— start Listed records —

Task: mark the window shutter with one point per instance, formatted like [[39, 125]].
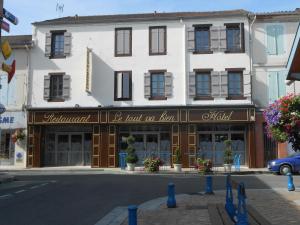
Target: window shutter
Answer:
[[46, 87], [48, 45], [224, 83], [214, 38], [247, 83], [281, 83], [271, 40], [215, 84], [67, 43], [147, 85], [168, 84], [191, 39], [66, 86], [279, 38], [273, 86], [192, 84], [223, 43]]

— end Listed records —
— start Listed records —

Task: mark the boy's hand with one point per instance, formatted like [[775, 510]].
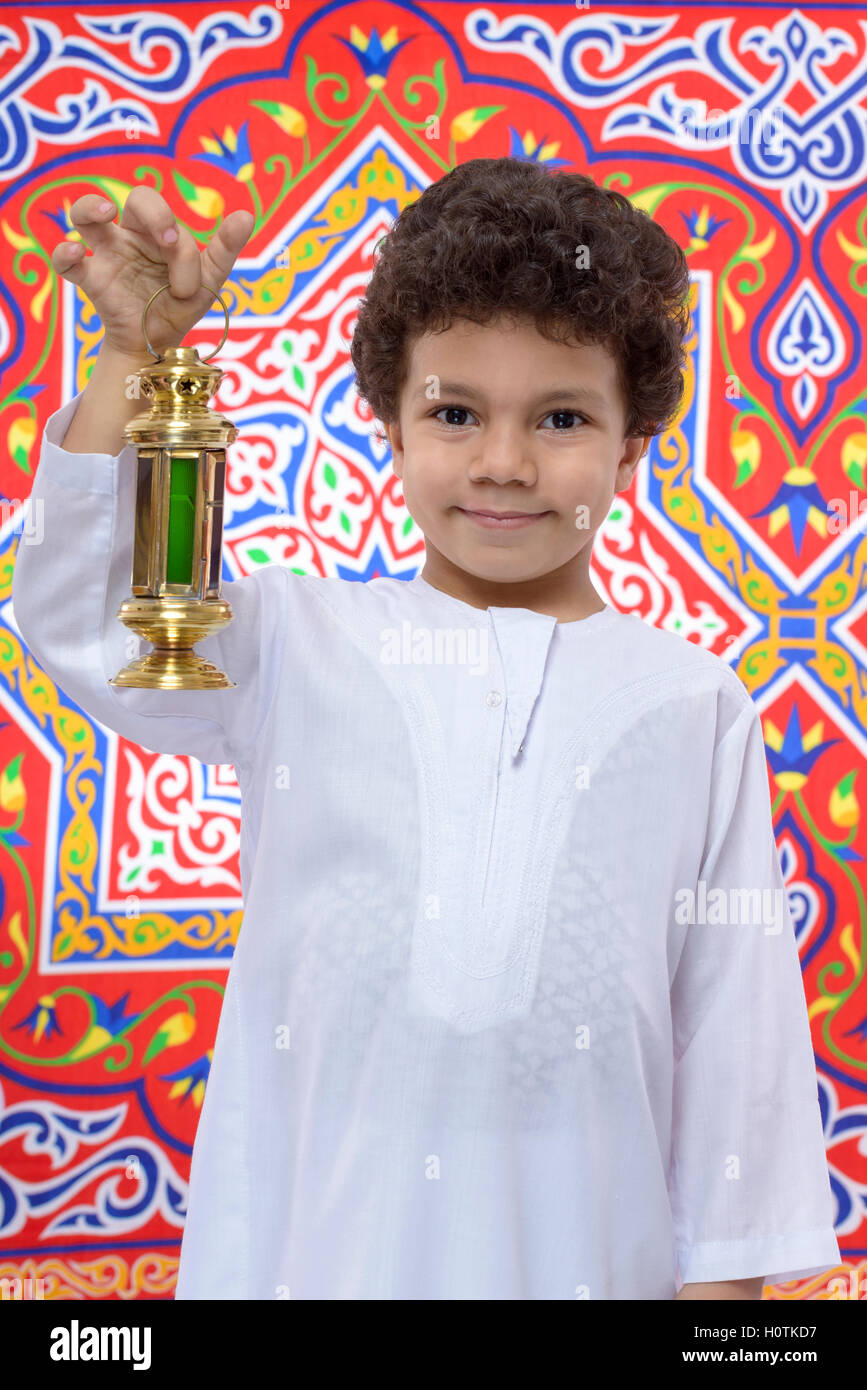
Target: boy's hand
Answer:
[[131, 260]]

— end Listed records —
— start Listed records —

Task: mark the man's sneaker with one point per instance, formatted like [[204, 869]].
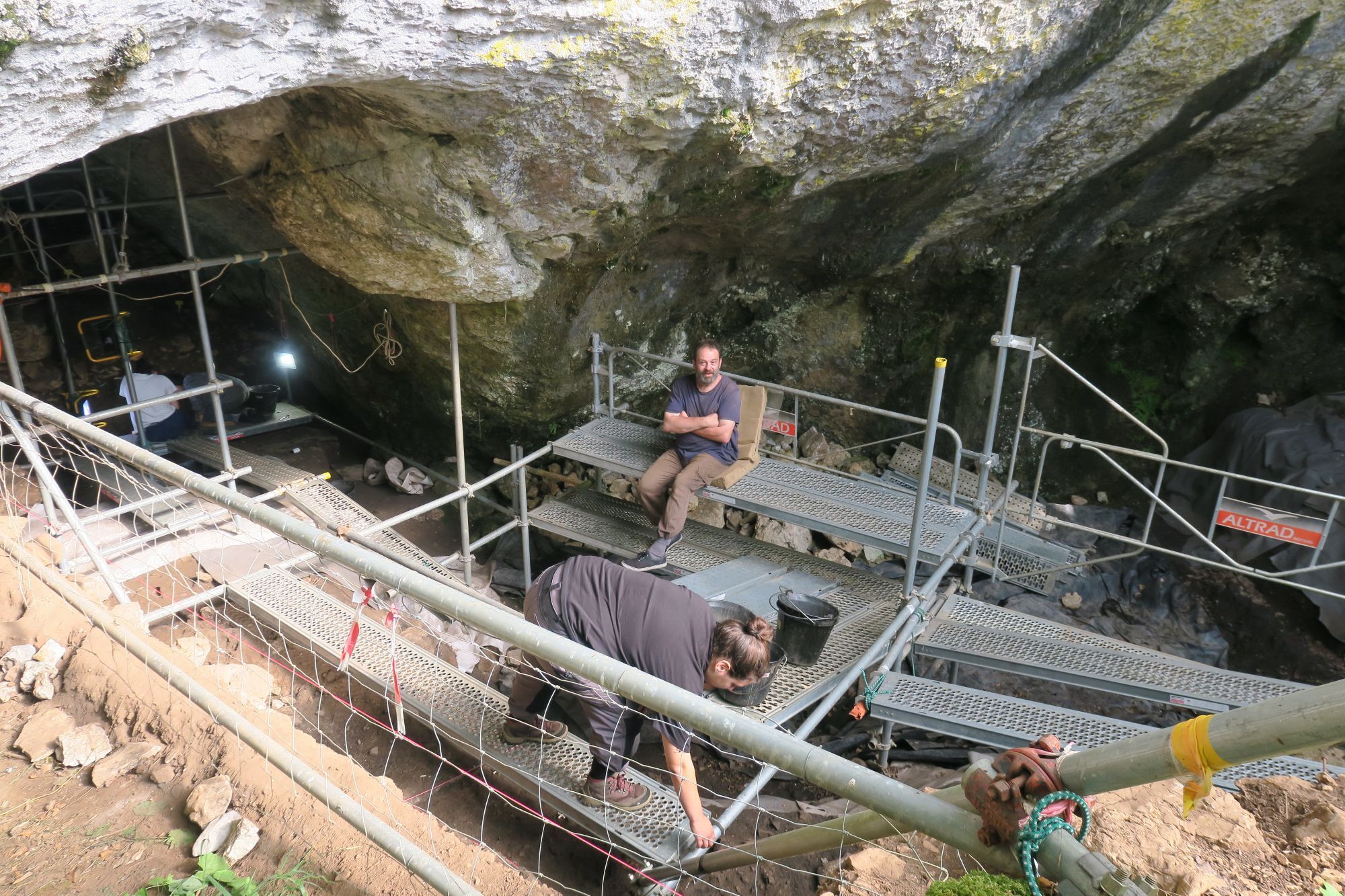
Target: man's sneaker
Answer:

— end Listed records —

Rescale the records from the line with "Task: mark the boy's" up to and including the line with "[[131, 260]]". Reproduce every line, requests included, omit the pictures, and multiply only the point coordinates in the answers by 0.75, rounding each result to a whole number with halves rounded up.

(Expected output):
Task: mark the boy's hand with one point per instance, formatted like [[775, 510]].
Target: boy's hand
Answer:
[[98, 195]]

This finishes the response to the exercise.